══ TEXT SEGMENT ══

This Detroit Free Press article does a good job of summing up the bills, but here are some of the highlights:

  • A 30-day maximum jail term for minor probation violations, unless there are multiple violations. This looks good on paper, but I don’t know how big a difference it will make. It’s very rare I see a probation violation based on a single minor violation.
  • Expanded funding for the Swift and Sure Probation Program (SSPP). The Program is an intensive probation program focused on probationers at high risk for future criminal activity, especially drug crimes. The Hawaii program has showed promising results, roughly halving the odds that the parolee will re-offend. That said, it’s a young program. We shouldn’t treat the data as definitive.
  • Grant funding for employers who hire probationers and parolees. This has the potential to be a very good thing. I hear some variation of this story all the time from defendants: “I wanted to turn my life around after prison, but nobody would hire me. Eventually I turned back to drugs.”

═══

TASKS AND EXERCISES:
1) For each of the following statements, state whether it agrees with the probation bills summary. Answer yes or no and quote the deciding words of the summary. (a) The Swift and Sure Probation Program is focused on probationers at high risk for future criminal activity. (b) The 30-day maximum jail term applies to minor probation violations even when there are multiple violations. (c) The results of the Hawaii program should be treated as definitive.
2) Transcribe from the probation bills summary the part that opens with the words containing "This Detroit Free" and closes with "data as definitive.".

══ GIVEN INFORMATION ══

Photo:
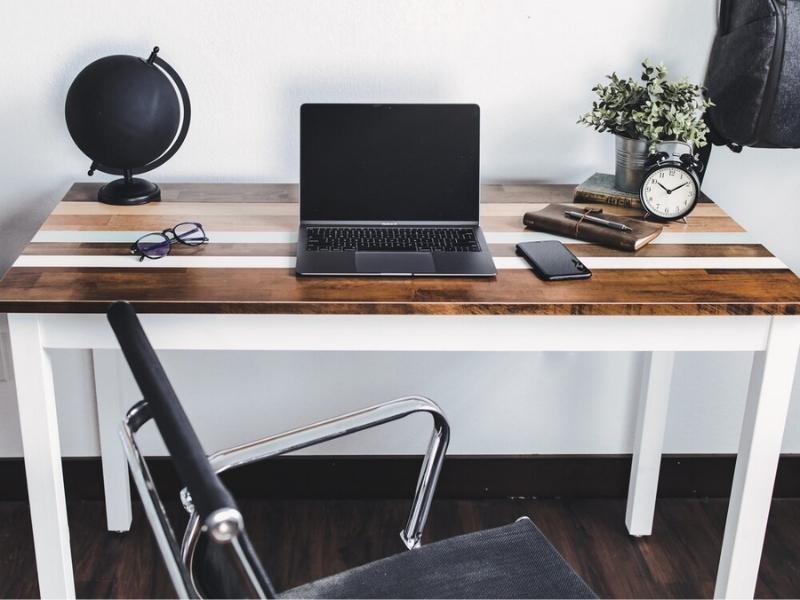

═══

RESULTS IN ORDER:
1)
(a) Yes: "focused on probationers at high risk for future criminal activity"
(b) No: "unless there are multiple violations"
(c) No: "We shouldn’t treat the data as definitive."

2)
This Detroit Free Press article does a good job of summing up the bills, but here are some of the highlights:

  • A 30-day maximum jail term for minor probation violations, unless there are multiple violations. This looks good on paper, but I don’t know how big a difference it will make. It’s very rare I see a probation violation based on a single minor violation.
  • Expanded funding for the Swift and Sure Probation Program (SSPP). The Program is an intensive probation program focused on probationers at high risk for future criminal activity, especially drug crimes. The Hawaii program has showed promising results, roughly halving the odds that the parolee will re-offend. That said, it’s a young program. We shouldn’t treat the data as definitive.